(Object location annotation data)
┏━━

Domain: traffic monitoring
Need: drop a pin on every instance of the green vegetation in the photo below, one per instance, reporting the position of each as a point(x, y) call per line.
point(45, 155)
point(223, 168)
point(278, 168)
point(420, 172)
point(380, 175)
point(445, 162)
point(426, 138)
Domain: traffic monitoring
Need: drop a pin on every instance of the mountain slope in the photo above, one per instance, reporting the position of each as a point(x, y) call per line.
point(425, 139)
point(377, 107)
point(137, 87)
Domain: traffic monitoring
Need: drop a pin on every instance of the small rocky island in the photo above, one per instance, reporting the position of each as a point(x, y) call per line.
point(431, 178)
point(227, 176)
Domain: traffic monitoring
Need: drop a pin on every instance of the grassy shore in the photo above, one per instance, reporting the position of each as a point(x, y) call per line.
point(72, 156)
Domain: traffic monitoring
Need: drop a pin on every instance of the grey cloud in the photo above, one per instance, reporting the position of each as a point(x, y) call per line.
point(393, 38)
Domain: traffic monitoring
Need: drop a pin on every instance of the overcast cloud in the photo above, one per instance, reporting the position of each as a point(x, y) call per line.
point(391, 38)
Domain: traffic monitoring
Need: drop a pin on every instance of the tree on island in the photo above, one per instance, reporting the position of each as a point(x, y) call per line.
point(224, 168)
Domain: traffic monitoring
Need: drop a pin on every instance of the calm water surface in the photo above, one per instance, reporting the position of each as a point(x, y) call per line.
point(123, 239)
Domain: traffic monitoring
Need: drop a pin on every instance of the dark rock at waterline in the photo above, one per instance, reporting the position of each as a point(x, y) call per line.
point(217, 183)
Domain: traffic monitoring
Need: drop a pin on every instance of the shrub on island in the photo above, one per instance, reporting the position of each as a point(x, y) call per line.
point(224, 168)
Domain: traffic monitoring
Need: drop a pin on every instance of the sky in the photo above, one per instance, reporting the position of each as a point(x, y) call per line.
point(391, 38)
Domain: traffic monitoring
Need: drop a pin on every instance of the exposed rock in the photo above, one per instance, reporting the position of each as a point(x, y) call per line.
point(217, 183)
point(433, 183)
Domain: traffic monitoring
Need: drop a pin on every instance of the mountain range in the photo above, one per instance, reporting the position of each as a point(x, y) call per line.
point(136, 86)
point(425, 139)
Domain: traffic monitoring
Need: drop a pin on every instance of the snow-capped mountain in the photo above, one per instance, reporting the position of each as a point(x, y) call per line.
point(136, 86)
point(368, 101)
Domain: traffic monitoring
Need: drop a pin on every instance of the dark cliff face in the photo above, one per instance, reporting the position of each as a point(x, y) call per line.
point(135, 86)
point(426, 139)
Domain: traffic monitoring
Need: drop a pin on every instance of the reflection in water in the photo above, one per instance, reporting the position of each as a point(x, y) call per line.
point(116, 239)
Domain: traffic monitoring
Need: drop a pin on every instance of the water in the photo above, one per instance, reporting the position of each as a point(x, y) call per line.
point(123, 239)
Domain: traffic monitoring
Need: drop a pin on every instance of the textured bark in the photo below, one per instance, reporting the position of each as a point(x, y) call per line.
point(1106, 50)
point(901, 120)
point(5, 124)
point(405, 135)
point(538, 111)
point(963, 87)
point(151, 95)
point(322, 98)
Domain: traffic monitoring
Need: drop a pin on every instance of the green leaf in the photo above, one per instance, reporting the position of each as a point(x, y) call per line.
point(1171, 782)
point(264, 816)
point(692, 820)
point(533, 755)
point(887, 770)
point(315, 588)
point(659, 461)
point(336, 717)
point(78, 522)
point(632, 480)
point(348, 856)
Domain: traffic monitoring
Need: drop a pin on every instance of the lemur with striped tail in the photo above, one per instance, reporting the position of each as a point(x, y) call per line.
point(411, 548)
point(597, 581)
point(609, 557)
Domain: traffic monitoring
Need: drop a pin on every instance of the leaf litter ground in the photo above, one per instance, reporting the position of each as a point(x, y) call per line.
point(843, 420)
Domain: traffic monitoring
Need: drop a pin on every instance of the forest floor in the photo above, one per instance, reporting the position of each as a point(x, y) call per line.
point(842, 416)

┗━━

_GIVEN EXERCISE_
Please copy all of the entries above word for word, keeping every line in its original order.

_RESPONSE TO THIS EXERCISE_
Domain: traffic monitoring
Need: drop a pin on every instance of the green vegetation in the photo below, one per instance, reporting the position of each as a point(x, y) call per line.
point(45, 155)
point(223, 168)
point(278, 168)
point(420, 172)
point(380, 175)
point(445, 162)
point(426, 138)
Domain: traffic monitoring
Need: drop a pin on every instance of the mountain slope in the photo above, one per instance, reporting the position of each as a point(x, y) call per line.
point(425, 139)
point(377, 107)
point(137, 87)
Domain: traffic monitoring
Need: drop a pin on every instance of the small rocky island in the photo above, one per instance, reporting the position of each as a point(x, y) call per line.
point(431, 178)
point(227, 176)
Domain: traffic monitoring
Need: drop a pin on every instance of the grassy shore in the photo above, one per instance, reporting the position of each as a point(x, y) call per line.
point(72, 156)
Domain: traffic monitoring
Need: drop a pin on every instance of the grey cloud in the photo above, one per instance, reporting the position of each as a point(x, y) call per line.
point(393, 38)
Domain: traffic monitoring
Need: drop a pin on every instance of the overcast cloud in the photo above, one per instance, reporting the position of each as a point(x, y) call per line.
point(391, 38)
Domain: traffic monitoring
Need: drop a pin on every instance of the tree on island in the photo above, one per instance, reporting the position of each as a point(x, y) call per line.
point(224, 168)
Domain: traffic monitoring
Need: drop a pin on every instance of the calm water surface in the photo above, one per instance, reporting the position of each as a point(x, y) call per line.
point(123, 239)
Domain: traffic monitoring
Need: drop a pin on every instance of the dark rock at waterline in the photo above, one per instance, reporting the position of each as a point(x, y) call per line.
point(217, 183)
Domain: traffic monitoring
Need: drop a pin on every instance of the shrub on island in the photo above, one per instance, reporting the position of each as a point(x, y) call per line.
point(224, 168)
Domain: traffic monitoring
Need: drop a pin on every instance of the sky in the photo above, one per instance, reporting the position of each as a point(x, y) call per line.
point(391, 38)
Domain: traffic monitoring
Need: drop a pin on every instance of the exposed rock in the photo above, one per instance, reporting the position of each as a point(x, y) call per line.
point(217, 183)
point(433, 183)
Domain: traffic monitoring
Need: drop a pin on every instance of the mountain range in the photo above, one per instance, reporting the position of each as a point(x, y) call per line.
point(136, 86)
point(425, 139)
Domain: traffic monitoring
Need: drop a pin on every instance of the snow-capped mountain in the photo above, one per instance, reporting the position of each as a point(x, y) call per line.
point(136, 86)
point(368, 101)
Domain: traffic monitoring
Need: drop a pin on every instance of the dark cliff face in the photo above, one per instance, reporting the position of each as a point(x, y) call per line.
point(135, 86)
point(426, 139)
Domain: traffic monitoring
Need: drop a pin on every instance of the reflection in water in the photo above, one per instance, reporting the position of each as a point(x, y) call per line.
point(116, 239)
Domain: traffic monitoring
Need: drop a pin on every instance of the water in the photo above, one per instance, reporting the position of each as a point(x, y) call per line.
point(123, 239)
Domain: traffic monitoring
Need: drop a pin on every instance of the textured bark in the photo below, one per instance, reporting the position of each as a point(x, y) call per line.
point(1106, 50)
point(901, 120)
point(5, 124)
point(405, 135)
point(538, 111)
point(963, 87)
point(151, 95)
point(322, 98)
Domain: traffic monitoring
Need: drop a pin on every instance of the green leaf in the photo above, one per instance, reporting the position of each as a point(x, y) call per line.
point(1171, 782)
point(264, 816)
point(692, 820)
point(533, 755)
point(887, 770)
point(315, 588)
point(659, 461)
point(336, 717)
point(78, 522)
point(632, 480)
point(348, 856)
Domain: traffic monitoring
Need: drop a pin on every instance of the lemur with striped tail in the photo above, one per instance, reporting the position of each as a point(x, y) call per line.
point(411, 548)
point(597, 581)
point(609, 557)
Domain: traffic monitoring
Need: drop a pin on every instance of the leaf litter ground in the photo above, one per instance, reporting the position of each as a point(x, y) call per line.
point(843, 420)
Domain: traffic monitoring
Need: drop a pin on every instance of the forest floor in the photo above, one per instance, reporting the position of each as a point(x, y) call per line.
point(842, 416)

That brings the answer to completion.